** begin The input **

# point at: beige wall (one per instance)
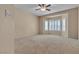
(17, 25)
(72, 21)
(7, 29)
(26, 24)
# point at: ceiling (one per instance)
(53, 7)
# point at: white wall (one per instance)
(26, 24)
(7, 29)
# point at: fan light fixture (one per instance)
(43, 9)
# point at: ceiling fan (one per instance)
(44, 7)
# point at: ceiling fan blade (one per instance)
(48, 9)
(39, 5)
(48, 5)
(37, 9)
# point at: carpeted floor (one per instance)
(44, 44)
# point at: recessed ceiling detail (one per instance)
(53, 8)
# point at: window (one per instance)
(52, 25)
(46, 25)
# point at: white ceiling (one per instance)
(53, 7)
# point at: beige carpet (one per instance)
(46, 44)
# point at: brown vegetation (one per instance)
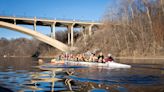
(132, 28)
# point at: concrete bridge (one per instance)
(11, 23)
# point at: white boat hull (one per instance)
(92, 64)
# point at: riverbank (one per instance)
(138, 60)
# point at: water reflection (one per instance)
(22, 75)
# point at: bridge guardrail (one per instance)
(51, 18)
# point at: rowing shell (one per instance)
(93, 64)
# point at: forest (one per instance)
(131, 28)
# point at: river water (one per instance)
(23, 75)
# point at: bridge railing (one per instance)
(50, 18)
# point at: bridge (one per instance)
(12, 23)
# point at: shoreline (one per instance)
(128, 57)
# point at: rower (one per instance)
(109, 58)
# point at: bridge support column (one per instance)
(14, 21)
(34, 23)
(70, 33)
(90, 29)
(53, 35)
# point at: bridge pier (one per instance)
(53, 30)
(70, 34)
(90, 29)
(14, 21)
(34, 23)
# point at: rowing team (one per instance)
(81, 57)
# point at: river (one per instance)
(23, 75)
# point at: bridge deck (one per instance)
(46, 22)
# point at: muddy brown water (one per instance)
(23, 75)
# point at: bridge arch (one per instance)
(53, 42)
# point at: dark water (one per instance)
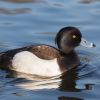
(26, 22)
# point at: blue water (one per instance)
(26, 22)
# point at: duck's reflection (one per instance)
(68, 82)
(88, 1)
(68, 98)
(25, 1)
(15, 11)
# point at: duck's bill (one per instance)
(87, 44)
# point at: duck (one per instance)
(46, 60)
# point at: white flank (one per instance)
(27, 62)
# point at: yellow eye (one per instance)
(74, 36)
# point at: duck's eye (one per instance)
(74, 36)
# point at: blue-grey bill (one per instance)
(86, 43)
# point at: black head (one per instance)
(68, 38)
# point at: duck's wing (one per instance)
(45, 52)
(41, 51)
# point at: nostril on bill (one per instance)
(94, 45)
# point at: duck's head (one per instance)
(70, 37)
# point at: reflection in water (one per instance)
(88, 1)
(68, 82)
(68, 98)
(15, 11)
(25, 1)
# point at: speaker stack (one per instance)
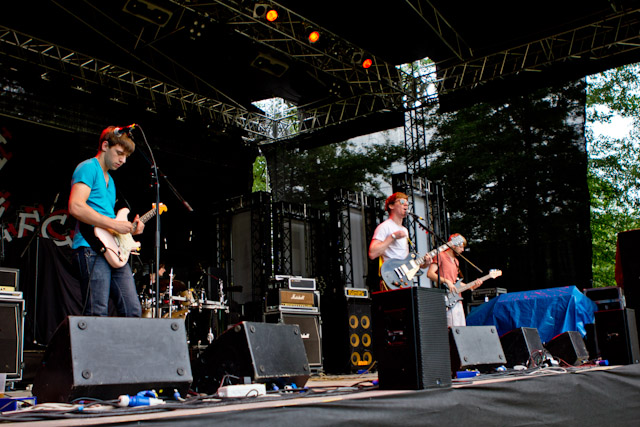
(360, 329)
(569, 347)
(475, 347)
(11, 333)
(617, 336)
(295, 301)
(104, 357)
(411, 339)
(522, 346)
(253, 352)
(616, 333)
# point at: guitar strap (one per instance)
(87, 232)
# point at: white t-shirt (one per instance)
(399, 249)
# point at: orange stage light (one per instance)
(272, 15)
(314, 36)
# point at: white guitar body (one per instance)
(118, 246)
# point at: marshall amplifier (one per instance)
(288, 300)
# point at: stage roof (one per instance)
(215, 58)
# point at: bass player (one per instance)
(390, 239)
(445, 269)
(92, 201)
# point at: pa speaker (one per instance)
(309, 325)
(410, 339)
(104, 357)
(360, 334)
(11, 338)
(475, 347)
(253, 352)
(569, 347)
(617, 336)
(521, 346)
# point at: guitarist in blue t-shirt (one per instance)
(92, 202)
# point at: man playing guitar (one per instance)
(445, 269)
(92, 202)
(390, 239)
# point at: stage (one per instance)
(582, 396)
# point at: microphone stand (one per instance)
(155, 176)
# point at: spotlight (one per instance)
(314, 36)
(259, 10)
(272, 15)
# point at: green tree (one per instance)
(514, 175)
(614, 177)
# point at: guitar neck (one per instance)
(146, 217)
(433, 253)
(470, 285)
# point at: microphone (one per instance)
(415, 216)
(127, 129)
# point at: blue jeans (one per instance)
(99, 280)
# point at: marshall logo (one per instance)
(296, 298)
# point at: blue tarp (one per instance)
(551, 311)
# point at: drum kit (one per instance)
(191, 305)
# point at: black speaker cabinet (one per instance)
(569, 347)
(11, 337)
(360, 334)
(475, 347)
(521, 346)
(253, 352)
(410, 339)
(617, 336)
(309, 331)
(104, 357)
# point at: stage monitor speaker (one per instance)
(253, 352)
(309, 331)
(11, 338)
(522, 346)
(569, 347)
(104, 357)
(360, 334)
(475, 347)
(410, 339)
(618, 336)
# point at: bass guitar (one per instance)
(398, 273)
(453, 297)
(118, 247)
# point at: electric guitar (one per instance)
(118, 247)
(453, 297)
(398, 273)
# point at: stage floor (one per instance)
(587, 396)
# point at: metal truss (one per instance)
(415, 141)
(435, 206)
(614, 35)
(332, 56)
(88, 71)
(439, 25)
(125, 84)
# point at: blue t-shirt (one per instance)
(102, 197)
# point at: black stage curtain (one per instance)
(59, 293)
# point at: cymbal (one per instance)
(178, 286)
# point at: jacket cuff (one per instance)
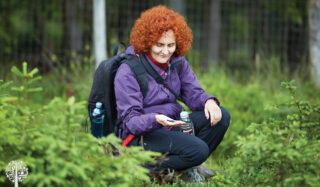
(214, 98)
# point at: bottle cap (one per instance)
(184, 114)
(98, 104)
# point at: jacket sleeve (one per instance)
(191, 91)
(129, 102)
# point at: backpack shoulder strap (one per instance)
(157, 77)
(139, 72)
(177, 65)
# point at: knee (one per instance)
(225, 120)
(198, 153)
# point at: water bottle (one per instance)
(97, 121)
(188, 127)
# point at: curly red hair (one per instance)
(152, 23)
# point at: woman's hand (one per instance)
(166, 121)
(212, 110)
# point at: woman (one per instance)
(164, 37)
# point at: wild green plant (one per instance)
(50, 140)
(283, 150)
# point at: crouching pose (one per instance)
(162, 37)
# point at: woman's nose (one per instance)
(165, 50)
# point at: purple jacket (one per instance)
(158, 100)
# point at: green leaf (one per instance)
(34, 79)
(24, 68)
(34, 90)
(34, 71)
(16, 71)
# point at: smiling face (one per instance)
(164, 48)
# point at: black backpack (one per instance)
(103, 87)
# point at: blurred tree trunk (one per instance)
(179, 6)
(72, 31)
(45, 45)
(213, 34)
(314, 39)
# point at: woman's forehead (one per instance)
(167, 37)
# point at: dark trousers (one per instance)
(184, 150)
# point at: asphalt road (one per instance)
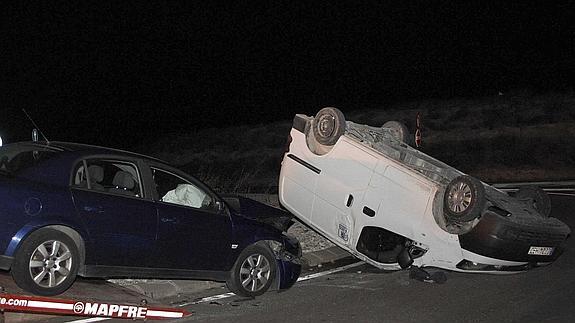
(365, 294)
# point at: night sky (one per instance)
(121, 74)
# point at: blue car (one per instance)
(70, 210)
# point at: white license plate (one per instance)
(540, 251)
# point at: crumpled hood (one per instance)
(260, 212)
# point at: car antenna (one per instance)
(34, 135)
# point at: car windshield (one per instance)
(14, 159)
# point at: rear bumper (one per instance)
(497, 237)
(6, 262)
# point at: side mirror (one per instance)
(221, 207)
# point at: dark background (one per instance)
(123, 74)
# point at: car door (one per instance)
(121, 223)
(192, 232)
(342, 183)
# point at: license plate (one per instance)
(540, 251)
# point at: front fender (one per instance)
(33, 226)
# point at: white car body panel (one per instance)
(360, 183)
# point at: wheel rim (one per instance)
(459, 198)
(50, 263)
(326, 126)
(255, 272)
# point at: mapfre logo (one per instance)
(110, 310)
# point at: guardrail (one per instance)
(548, 186)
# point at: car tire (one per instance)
(253, 272)
(464, 199)
(398, 130)
(537, 198)
(46, 263)
(328, 125)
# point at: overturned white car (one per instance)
(393, 206)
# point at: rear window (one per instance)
(14, 159)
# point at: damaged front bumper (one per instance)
(289, 261)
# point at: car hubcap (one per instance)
(255, 272)
(326, 125)
(50, 263)
(459, 198)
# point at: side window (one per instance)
(111, 176)
(174, 189)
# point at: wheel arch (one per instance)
(25, 232)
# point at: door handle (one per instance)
(170, 220)
(369, 212)
(93, 209)
(349, 201)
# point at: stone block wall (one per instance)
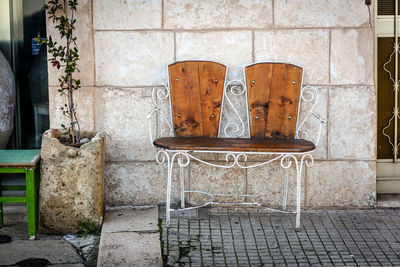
(126, 45)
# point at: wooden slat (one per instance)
(185, 98)
(212, 77)
(235, 144)
(258, 81)
(274, 100)
(196, 96)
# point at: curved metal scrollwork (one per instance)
(160, 93)
(236, 90)
(309, 94)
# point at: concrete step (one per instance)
(130, 237)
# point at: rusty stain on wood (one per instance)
(273, 93)
(196, 96)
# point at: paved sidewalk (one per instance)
(252, 237)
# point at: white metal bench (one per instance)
(196, 95)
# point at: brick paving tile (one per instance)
(252, 237)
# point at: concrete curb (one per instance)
(130, 237)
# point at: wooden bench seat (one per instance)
(235, 144)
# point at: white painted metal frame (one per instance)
(308, 94)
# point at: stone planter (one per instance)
(72, 185)
(7, 101)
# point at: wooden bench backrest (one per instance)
(273, 91)
(196, 97)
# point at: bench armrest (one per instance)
(309, 94)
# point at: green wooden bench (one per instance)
(22, 161)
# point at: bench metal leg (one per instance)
(31, 202)
(285, 186)
(298, 195)
(168, 202)
(182, 183)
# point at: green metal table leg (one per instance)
(1, 206)
(31, 202)
(37, 186)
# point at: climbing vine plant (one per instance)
(65, 54)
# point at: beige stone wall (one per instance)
(125, 46)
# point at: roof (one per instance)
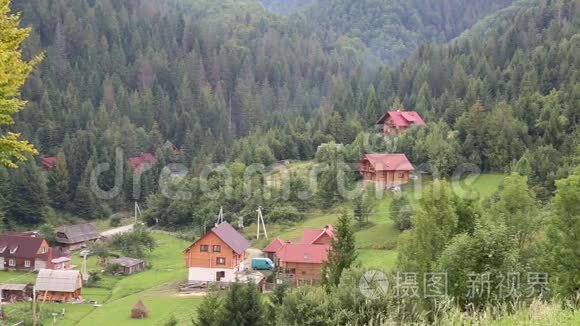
(402, 118)
(310, 236)
(303, 253)
(58, 280)
(143, 158)
(234, 239)
(13, 287)
(231, 237)
(127, 261)
(77, 233)
(19, 246)
(275, 245)
(389, 162)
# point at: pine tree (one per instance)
(563, 234)
(13, 73)
(58, 182)
(342, 253)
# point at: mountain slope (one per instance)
(393, 29)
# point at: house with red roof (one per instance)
(217, 256)
(136, 163)
(302, 260)
(389, 170)
(397, 121)
(28, 252)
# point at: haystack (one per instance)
(139, 311)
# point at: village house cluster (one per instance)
(390, 170)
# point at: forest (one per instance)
(235, 86)
(499, 98)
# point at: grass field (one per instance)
(377, 241)
(157, 287)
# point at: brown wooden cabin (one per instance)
(75, 237)
(129, 265)
(302, 261)
(26, 252)
(58, 285)
(217, 255)
(394, 122)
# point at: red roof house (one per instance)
(391, 170)
(137, 162)
(48, 162)
(396, 121)
(302, 260)
(217, 255)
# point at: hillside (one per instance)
(393, 29)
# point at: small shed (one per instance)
(129, 265)
(74, 237)
(58, 285)
(139, 311)
(15, 292)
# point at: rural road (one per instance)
(119, 230)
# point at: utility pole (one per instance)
(220, 219)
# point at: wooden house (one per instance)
(26, 252)
(138, 163)
(47, 162)
(15, 292)
(217, 256)
(302, 260)
(388, 170)
(75, 237)
(58, 285)
(129, 265)
(393, 122)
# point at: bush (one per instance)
(401, 212)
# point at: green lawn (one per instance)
(157, 287)
(376, 243)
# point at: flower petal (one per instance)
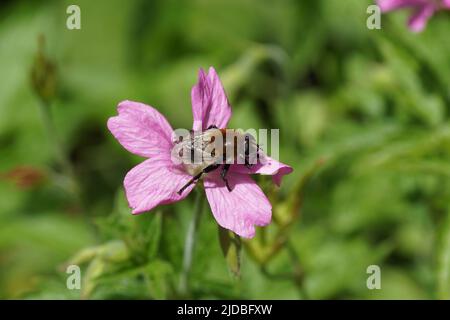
(242, 208)
(141, 129)
(269, 166)
(153, 182)
(419, 19)
(210, 105)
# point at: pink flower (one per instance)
(422, 10)
(142, 130)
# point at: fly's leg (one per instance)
(248, 165)
(195, 178)
(223, 174)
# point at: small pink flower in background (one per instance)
(142, 130)
(422, 10)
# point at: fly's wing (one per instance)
(200, 148)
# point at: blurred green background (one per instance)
(363, 117)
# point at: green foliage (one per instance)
(363, 118)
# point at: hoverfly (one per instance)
(204, 152)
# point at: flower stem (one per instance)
(189, 243)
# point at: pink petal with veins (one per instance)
(242, 208)
(154, 182)
(270, 167)
(141, 129)
(210, 105)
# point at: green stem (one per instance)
(189, 243)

** end The input **

Exercise requirements:
Can you arrange everything from the line containing "# point at: wooden house (one per instance)" down to the last of the items above as a numbered list, dropping blank lines and leaving out the pictures?

Exercise output:
1. # point at: wooden house (one per instance)
2. (26, 252)
3. (138, 163)
4. (47, 162)
5. (15, 292)
6. (217, 256)
7. (302, 260)
8. (388, 170)
9. (75, 237)
10. (58, 285)
11. (129, 265)
12. (393, 122)
13. # point at: bush (one per instance)
14. (401, 212)
15. # point at: green lawn (one per instance)
16. (157, 287)
17. (376, 243)
18. # point at: flower petal (one per instance)
19. (242, 208)
20. (141, 129)
21. (269, 166)
22. (153, 182)
23. (419, 19)
24. (210, 105)
25. # point at: pink flower (one per instance)
26. (422, 10)
27. (142, 130)
28. # point at: fly's leg (one per instance)
29. (248, 165)
30. (195, 178)
31. (223, 174)
32. # point at: small pink flower in background (one per instance)
33. (142, 130)
34. (422, 10)
35. # point at: fly's wing (one per instance)
36. (200, 148)
37. # point at: blurred green background (one per instance)
38. (363, 117)
39. # point at: green foliage (one per instance)
40. (363, 118)
41. # point at: hoverfly (one per instance)
42. (204, 152)
43. # point at: flower stem (one per instance)
44. (189, 243)
45. # point at: pink petal with veins (one per instance)
46. (242, 208)
47. (154, 182)
48. (270, 167)
49. (141, 129)
50. (210, 105)
51. # point at: green stem (one per instance)
52. (189, 243)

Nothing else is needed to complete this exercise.